# WHAT YOU HAVE TO DO
Update the rows from the line containing "Annotation task — mark the rocky ridge" through the end of the rows, both included, by changing "Target" to "Label" and keeping everything else the same. Give back only those rows, without the pictures.
"""
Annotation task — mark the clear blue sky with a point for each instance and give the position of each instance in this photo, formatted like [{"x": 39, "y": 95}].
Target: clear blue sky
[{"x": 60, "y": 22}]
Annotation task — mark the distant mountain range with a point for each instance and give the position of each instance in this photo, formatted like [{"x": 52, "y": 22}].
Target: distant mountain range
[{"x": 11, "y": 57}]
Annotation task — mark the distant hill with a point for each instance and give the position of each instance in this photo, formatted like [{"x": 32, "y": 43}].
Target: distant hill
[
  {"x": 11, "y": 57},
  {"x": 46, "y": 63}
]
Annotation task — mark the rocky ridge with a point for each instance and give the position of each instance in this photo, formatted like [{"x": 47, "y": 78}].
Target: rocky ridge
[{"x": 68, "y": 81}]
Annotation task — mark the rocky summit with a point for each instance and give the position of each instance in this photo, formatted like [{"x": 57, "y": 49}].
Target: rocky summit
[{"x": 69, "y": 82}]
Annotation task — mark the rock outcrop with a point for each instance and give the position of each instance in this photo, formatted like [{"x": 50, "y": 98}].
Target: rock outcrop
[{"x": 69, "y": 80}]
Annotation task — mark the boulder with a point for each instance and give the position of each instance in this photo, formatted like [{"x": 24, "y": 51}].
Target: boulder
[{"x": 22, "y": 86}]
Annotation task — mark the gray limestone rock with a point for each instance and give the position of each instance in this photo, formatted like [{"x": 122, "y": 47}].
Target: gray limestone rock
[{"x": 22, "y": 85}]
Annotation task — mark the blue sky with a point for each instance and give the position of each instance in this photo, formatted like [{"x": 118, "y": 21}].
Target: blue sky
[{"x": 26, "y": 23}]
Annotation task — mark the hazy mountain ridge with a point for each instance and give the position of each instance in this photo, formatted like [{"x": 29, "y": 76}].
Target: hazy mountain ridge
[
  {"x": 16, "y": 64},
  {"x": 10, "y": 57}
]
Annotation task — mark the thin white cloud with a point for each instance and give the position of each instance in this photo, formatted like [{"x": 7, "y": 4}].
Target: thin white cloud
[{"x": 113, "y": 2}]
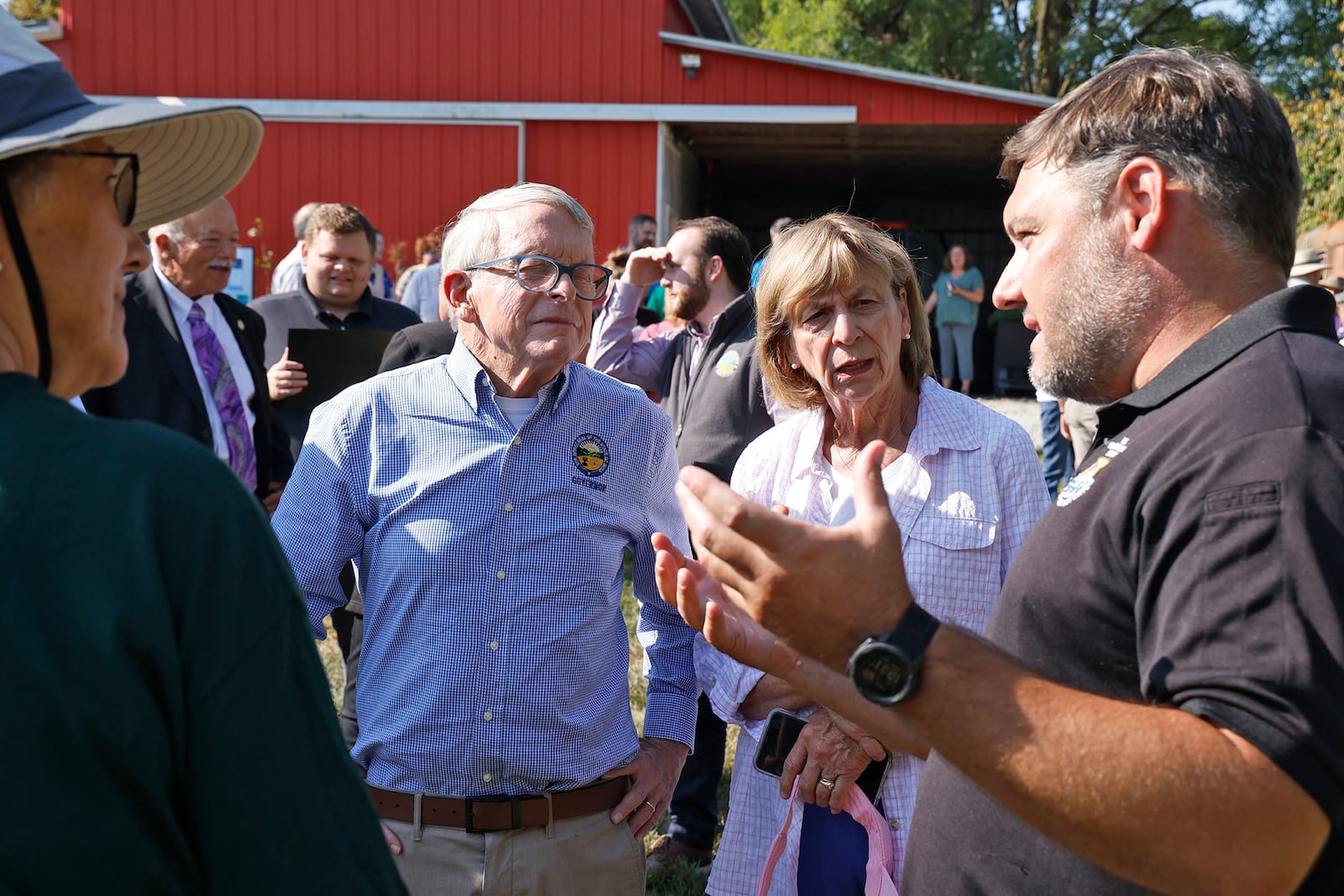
"""
# WRITTEN RESPONSE
Annotation task — mark the rocky ridge with a point for each instance and give the position of each instance in this photo, formatted like [{"x": 47, "y": 78}].
Label: rocky ridge
[{"x": 68, "y": 81}]
Annotation task — mark the rocky summit with a point for each instance and give the position of each instance in this photo, formatted like [{"x": 57, "y": 49}].
Label: rocky summit
[{"x": 69, "y": 82}]
Annotation task — mark the rock outcrop with a point for each instance and give the position of each instance in this photo, formatted like [{"x": 50, "y": 98}].
Label: rock outcrop
[{"x": 69, "y": 80}]
Annotation task — mark the boulder with a point for each instance and give the position of each instance in this photo, formatted like [{"x": 24, "y": 51}].
Label: boulder
[{"x": 22, "y": 86}]
Annotation task — mark the gray limestone rock with a point for each instance and give the position of each instance in this photo, formatted like [{"x": 122, "y": 47}].
Label: gray limestone rock
[{"x": 22, "y": 85}]
Annotation task — mark the blue sky with a point for each instance and give the position of each instance in this photo, formatted like [{"x": 118, "y": 21}].
Label: blue sky
[{"x": 26, "y": 23}]
Annotation task — mark the hazy mountain ridge with a point for each instance and give the position of each instance in this photo, formatted like [{"x": 29, "y": 76}].
Label: hazy mountain ridge
[
  {"x": 16, "y": 64},
  {"x": 10, "y": 57}
]
Annotation task — mark the thin white cloud with a point for each instance and give the position of each instance in this photo, formatted like [{"x": 7, "y": 4}].
Label: thin white cloud
[{"x": 113, "y": 2}]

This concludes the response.